:: Data for the task ::

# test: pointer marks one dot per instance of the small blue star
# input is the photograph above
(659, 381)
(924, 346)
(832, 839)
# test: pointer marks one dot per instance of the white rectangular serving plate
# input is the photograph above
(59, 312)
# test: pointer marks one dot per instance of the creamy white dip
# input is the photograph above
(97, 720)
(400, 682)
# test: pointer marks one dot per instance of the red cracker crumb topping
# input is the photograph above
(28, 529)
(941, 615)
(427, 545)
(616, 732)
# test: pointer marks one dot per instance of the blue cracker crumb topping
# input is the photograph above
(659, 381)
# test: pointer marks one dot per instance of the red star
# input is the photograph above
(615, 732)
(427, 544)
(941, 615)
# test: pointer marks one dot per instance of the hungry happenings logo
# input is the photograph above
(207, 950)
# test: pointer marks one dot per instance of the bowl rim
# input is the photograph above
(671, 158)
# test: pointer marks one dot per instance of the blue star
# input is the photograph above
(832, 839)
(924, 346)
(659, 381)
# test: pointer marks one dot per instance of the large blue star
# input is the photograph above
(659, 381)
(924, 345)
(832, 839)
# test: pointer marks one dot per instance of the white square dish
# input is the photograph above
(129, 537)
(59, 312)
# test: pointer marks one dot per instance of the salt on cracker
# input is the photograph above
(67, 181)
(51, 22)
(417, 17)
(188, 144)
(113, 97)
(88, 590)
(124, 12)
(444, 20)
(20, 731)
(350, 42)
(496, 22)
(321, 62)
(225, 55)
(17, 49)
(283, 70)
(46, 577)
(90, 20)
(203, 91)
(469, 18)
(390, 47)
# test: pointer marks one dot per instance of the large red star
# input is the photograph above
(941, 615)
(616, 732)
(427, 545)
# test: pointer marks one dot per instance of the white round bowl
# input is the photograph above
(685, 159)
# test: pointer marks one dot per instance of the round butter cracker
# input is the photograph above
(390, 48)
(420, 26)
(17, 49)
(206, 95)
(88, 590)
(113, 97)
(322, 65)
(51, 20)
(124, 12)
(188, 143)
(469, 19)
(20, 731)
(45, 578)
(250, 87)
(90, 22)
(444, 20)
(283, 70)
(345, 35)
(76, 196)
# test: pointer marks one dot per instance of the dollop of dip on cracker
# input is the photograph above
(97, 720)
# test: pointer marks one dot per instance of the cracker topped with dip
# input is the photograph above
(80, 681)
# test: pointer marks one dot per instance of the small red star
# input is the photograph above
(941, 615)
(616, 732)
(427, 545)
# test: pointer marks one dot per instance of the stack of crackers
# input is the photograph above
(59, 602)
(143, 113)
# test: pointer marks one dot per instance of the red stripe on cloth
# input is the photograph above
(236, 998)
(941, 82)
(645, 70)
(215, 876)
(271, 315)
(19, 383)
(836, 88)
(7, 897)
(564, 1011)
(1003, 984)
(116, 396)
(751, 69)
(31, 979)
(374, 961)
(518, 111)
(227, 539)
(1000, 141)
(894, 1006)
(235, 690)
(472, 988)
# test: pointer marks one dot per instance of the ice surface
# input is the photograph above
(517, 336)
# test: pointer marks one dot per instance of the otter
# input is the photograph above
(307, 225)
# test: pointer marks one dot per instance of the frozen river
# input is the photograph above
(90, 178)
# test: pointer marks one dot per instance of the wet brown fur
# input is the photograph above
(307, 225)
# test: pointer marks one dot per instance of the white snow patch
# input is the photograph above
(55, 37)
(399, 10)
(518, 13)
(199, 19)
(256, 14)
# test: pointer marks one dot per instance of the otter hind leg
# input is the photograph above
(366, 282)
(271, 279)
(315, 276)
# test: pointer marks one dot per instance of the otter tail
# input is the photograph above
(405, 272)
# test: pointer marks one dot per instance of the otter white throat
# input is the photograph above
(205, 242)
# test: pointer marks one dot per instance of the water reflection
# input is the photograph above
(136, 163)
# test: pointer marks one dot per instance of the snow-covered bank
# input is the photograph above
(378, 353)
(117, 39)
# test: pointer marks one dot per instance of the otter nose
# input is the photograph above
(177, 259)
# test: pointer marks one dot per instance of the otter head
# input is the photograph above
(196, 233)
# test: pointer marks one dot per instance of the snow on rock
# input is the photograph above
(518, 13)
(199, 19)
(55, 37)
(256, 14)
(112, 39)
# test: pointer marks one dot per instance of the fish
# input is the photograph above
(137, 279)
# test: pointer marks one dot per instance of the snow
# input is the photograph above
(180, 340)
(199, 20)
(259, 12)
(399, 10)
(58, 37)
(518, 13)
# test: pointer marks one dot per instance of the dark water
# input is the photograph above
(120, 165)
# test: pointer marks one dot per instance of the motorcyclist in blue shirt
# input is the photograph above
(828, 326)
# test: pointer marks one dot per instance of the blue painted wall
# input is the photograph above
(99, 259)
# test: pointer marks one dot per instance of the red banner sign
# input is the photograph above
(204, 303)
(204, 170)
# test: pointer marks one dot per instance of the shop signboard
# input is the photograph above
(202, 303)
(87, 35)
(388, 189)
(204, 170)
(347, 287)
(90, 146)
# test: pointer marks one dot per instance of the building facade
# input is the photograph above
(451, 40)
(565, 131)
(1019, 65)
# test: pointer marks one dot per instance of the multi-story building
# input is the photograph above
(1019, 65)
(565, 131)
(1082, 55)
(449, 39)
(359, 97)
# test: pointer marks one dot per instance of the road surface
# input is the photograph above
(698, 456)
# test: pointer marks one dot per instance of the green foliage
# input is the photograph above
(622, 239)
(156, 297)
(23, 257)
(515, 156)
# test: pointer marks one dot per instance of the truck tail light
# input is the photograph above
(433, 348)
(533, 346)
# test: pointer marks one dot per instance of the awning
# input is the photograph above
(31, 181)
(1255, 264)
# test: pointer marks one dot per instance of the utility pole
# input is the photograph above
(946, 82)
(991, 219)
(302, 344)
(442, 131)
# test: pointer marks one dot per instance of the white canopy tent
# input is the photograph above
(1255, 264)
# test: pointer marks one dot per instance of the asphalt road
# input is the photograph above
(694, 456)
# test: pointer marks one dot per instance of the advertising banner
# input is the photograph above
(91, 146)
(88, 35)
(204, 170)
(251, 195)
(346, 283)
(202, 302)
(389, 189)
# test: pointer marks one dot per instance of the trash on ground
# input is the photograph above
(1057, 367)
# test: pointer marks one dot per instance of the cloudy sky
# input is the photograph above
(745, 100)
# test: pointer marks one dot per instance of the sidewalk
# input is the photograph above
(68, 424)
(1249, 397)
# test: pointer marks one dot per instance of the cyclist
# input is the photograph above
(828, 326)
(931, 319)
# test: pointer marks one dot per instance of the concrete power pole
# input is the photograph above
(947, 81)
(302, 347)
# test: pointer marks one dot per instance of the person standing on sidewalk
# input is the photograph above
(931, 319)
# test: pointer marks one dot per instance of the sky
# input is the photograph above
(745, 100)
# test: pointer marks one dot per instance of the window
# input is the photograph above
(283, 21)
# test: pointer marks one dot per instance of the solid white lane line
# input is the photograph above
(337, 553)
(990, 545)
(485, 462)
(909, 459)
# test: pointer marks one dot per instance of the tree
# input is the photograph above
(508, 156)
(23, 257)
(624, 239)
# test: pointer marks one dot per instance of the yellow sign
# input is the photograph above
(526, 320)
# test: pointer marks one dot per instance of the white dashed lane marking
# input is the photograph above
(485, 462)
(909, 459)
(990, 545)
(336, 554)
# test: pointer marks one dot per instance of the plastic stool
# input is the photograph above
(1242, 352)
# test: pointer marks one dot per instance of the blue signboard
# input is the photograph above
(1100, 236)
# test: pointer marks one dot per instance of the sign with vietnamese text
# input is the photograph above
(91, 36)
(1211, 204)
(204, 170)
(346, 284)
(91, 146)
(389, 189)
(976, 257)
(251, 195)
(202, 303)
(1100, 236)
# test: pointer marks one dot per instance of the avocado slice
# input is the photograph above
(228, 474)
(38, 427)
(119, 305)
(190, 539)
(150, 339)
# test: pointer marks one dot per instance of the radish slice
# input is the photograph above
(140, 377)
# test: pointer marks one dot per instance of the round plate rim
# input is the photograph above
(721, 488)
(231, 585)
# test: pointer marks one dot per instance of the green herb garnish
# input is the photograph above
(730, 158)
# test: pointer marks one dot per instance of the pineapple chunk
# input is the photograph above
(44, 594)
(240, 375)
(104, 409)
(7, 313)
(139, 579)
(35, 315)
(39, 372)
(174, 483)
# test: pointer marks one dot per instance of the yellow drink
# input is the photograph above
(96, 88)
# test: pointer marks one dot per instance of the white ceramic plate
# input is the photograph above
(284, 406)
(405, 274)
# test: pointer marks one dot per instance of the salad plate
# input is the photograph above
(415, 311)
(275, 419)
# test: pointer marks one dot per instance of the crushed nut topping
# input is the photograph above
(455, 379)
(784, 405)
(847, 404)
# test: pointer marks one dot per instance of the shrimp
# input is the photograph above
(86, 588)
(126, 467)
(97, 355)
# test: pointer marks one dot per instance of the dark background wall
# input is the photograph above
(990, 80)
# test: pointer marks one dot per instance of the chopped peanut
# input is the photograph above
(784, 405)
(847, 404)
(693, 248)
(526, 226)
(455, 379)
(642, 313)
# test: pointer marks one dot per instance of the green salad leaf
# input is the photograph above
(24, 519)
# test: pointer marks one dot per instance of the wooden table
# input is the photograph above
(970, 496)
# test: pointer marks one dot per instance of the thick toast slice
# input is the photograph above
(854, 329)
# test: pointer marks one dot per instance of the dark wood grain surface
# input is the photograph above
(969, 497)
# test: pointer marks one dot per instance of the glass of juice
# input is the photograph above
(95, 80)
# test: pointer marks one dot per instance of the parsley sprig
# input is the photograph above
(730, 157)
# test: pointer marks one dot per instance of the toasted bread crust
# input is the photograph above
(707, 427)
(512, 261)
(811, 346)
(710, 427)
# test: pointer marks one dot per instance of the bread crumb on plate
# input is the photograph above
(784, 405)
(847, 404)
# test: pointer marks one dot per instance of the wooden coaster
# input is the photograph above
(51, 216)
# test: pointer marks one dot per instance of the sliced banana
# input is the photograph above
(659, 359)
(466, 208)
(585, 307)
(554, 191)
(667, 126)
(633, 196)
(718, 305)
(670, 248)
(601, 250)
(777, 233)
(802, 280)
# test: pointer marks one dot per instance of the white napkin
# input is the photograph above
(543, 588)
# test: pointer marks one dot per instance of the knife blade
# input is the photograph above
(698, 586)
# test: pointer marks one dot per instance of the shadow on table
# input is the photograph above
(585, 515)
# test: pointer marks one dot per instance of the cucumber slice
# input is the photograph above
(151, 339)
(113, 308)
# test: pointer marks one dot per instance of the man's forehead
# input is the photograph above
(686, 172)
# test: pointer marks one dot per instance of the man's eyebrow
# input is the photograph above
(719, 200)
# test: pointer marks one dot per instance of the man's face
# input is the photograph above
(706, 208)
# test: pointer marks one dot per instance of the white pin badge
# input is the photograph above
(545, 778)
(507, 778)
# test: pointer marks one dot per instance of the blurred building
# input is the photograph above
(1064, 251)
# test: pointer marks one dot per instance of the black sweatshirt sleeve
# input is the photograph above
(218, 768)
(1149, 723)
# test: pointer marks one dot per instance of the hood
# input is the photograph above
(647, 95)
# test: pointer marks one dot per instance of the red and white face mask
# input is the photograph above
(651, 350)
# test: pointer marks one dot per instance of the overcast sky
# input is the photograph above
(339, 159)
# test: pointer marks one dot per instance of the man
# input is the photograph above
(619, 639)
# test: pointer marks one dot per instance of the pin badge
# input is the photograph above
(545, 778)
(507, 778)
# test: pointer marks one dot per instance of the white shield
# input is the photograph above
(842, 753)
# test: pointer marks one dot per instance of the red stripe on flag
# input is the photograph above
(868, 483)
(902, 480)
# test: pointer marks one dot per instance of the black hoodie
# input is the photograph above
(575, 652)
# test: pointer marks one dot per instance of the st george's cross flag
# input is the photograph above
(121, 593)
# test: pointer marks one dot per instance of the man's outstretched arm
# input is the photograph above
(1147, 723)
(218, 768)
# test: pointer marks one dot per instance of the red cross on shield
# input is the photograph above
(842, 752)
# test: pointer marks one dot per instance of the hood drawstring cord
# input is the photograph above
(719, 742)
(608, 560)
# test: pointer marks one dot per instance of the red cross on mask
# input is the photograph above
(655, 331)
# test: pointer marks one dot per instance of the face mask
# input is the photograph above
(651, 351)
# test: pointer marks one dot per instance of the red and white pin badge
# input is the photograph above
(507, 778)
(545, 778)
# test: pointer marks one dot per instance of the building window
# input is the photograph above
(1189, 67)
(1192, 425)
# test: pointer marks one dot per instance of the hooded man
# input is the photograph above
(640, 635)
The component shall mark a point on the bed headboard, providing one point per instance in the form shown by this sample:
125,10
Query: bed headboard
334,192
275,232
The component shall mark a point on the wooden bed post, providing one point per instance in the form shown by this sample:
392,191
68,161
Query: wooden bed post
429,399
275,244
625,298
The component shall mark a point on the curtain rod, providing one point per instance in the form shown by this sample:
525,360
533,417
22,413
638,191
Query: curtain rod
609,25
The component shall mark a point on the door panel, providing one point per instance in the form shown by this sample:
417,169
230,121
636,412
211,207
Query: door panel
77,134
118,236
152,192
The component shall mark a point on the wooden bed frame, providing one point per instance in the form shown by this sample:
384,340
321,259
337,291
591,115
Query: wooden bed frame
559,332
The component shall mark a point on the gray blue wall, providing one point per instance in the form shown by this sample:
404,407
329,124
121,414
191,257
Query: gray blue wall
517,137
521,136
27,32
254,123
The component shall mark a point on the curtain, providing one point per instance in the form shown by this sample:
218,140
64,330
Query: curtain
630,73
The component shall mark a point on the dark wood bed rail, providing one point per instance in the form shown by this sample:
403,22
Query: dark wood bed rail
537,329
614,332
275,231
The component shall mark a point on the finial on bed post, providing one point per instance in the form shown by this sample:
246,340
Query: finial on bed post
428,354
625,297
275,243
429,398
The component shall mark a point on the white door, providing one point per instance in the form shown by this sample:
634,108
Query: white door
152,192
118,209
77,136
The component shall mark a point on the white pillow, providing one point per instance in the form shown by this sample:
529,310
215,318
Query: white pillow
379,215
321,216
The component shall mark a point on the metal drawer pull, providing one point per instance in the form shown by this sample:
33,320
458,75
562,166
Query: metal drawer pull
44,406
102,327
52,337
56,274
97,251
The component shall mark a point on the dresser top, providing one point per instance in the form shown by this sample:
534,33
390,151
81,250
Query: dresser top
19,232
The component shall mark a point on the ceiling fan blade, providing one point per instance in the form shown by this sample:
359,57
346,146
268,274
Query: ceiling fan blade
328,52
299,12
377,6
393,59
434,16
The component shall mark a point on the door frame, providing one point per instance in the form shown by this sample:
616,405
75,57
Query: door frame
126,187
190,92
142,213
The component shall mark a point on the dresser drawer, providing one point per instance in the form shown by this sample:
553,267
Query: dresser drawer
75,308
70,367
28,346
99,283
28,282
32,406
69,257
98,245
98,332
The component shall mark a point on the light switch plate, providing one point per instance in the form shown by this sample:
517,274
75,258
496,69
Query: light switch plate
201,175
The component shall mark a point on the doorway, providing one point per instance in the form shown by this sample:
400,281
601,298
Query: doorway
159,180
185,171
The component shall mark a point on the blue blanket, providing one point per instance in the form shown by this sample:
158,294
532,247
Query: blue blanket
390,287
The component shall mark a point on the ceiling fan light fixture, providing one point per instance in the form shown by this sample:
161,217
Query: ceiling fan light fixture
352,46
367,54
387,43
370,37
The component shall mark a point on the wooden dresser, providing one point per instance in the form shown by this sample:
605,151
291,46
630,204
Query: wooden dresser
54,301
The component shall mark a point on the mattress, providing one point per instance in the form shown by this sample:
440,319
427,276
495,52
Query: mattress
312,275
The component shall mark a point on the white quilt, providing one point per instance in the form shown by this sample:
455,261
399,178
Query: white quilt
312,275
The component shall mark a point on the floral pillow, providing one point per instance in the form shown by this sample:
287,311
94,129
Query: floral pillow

:::

● **About this task**:
In the records, locate each line holding the string "surface" and copy it.

● **Exercise result**:
# test: pointer marks one dot per instance of the ice surface
# test: pointer marks one dot per instance of the road surface
# test: pointer marks one dot per instance of the dark wood grain surface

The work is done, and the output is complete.